Several points came up yesterday which I think are worth mentioning here. One was the notion that different users of author identifier systems have different requirements in terms of the quality and completeness of the data in those systems. So a service which covers 80% of researchers might have enough to be useful for a range of other services, even though it is not complete.
Participants were asked to imagine that they had a magic wand and could grant three wishes in relation to DAIs. Common themes quickly appeared: openness of the data was an oft-mentioned priority – the information needs to be freely available in order to build other useful services on top of it. Other popular choices were the importance of having a single identifier for an author at an international level and an agreed way of aligning national identifier services with international ones. It was agreed that the benefits to the individuals being identified should be easily demonstrated to ensure their engagement.
Group discussions in the afternoon focused on the role of DAIs from the viewpoint of suppliers of information, those needing the data and those in charge of working out how the systems should be overseen. One interesting point from the reporting of these groups was the general acceptance that digital author identifier systems are ‘resistant to traditional business models’ (Cliff Lynch) and ideally should be funded as elements of infrastructure. This is mainly because the data held in the systems needs to be freely available for re-use to make the most of having them (and to create the ‘frictionless sharing’ and ‘bridges of trust’ which were mentioned in the meeting), but no-one is expecting individual researchers or authors to pay a fee in order to register their identifier.
Today the discussion will move on to analysing opportunities and challenges in issues of governance, interoperability and added value and maybe come up with some actions for members of this international group to take on.
It’s been an interesting week of visits to institutional repositories around Scotland and England. One thing that has become very clear is that no two repositories are doing things in exactly the same way: even those with very similar software set-ups.
Some institutions have a great deal of control over the names in their repository (the University of Warwick is a good example of this), while others have control over the names of researchers from their own institution (often through a manual or automatic check against the human resources database), but no standardisation for co-authors who are outside the university. From conversations this week, it seems that one of the most useful things the Names Project will be able to do in the near future is to take those lists of external researchers (along with the title of their article or conference paper) and provide the repository with an identifier for them, matched from the Zetoc data that we’re using to disambiguate people.
We don’t have affiliation data in the Names pilot system yet – changing this proves to be a bit of a stumbling block with institutions, who are reluctant to give us information about their researchers (the Data Protector spectre looms large when I raise this topic*). The RAE 2008 data is available on the web now, giving access to information about researchers and institutions, so the project will be using this to supply some of the affiliation data for those researchers covered by that Research Assessment Exercise.

* * *

> _TASK LIST_:
- a) Set down the passage on author identifiers word for word, from "Some institutions have" to "to disambiguate people.".
- b) Sum up the passage on author identifiers in two sentences.

> _GIVEN ENTRIES_:
* * *

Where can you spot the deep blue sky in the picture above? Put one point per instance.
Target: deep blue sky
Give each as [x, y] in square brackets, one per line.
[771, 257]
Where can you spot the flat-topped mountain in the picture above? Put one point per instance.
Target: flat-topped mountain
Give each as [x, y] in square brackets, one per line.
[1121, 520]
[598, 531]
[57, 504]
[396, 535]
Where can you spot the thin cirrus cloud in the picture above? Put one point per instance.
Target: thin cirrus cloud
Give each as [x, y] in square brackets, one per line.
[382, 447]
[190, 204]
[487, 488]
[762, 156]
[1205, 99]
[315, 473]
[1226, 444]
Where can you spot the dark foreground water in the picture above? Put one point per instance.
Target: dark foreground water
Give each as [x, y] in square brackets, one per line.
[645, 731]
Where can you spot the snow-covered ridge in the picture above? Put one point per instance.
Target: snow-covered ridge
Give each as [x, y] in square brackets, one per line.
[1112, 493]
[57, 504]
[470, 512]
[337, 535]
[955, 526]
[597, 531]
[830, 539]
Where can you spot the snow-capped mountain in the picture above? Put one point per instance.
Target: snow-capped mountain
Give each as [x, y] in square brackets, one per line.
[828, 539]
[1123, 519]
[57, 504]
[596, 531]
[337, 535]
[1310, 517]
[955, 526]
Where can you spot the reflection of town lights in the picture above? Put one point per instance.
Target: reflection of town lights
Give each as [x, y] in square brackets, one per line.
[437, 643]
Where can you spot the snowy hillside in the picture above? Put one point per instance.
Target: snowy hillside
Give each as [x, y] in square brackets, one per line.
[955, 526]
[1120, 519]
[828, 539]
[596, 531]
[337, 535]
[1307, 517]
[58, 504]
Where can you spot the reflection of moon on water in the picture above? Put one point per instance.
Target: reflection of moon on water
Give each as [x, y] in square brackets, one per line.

* * *

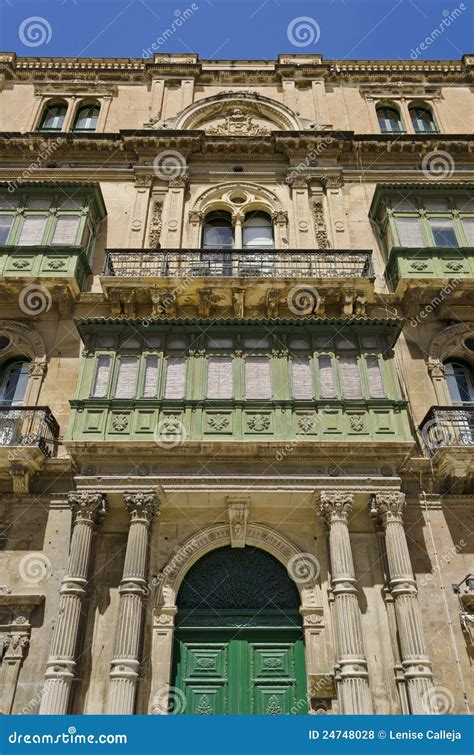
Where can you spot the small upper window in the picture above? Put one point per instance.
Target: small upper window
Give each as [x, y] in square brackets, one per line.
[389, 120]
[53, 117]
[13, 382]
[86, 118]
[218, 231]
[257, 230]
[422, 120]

* * *

> _TASK-BY-TASK OUTPUTS_:
- a)
Some institutions have a great deal of control over the names in their repository (the University of Warwick is a good example of this), while others have control over the names of researchers from their own institution (often through a manual or automatic check against the human resources database), but no standardisation for co-authors who are outside the university. From conversations this week, it seems that one of the most useful things the Names Project will be able to do in the near future is to take those lists of external researchers (along with the title of their article or conference paper) and provide the repository with an identifier for them, matched from the Zetoc data that we’re using to disambiguate people.

- b) Participants at a meeting on digital author identifiers wished for openly available data, a single international identifier for each author and a way to align national services with international ones, and they generally agreed that such systems should be funded as infrastructure rather than through traditional business models. Visits to institutional repositories in Scotland and England showed that no two handle things in exactly the same way, and the Names Project sees supplying identifiers for co-authors from outside a university as one of its most useful near-term services, while it plans to draw affiliation data from the RAE 2008 data.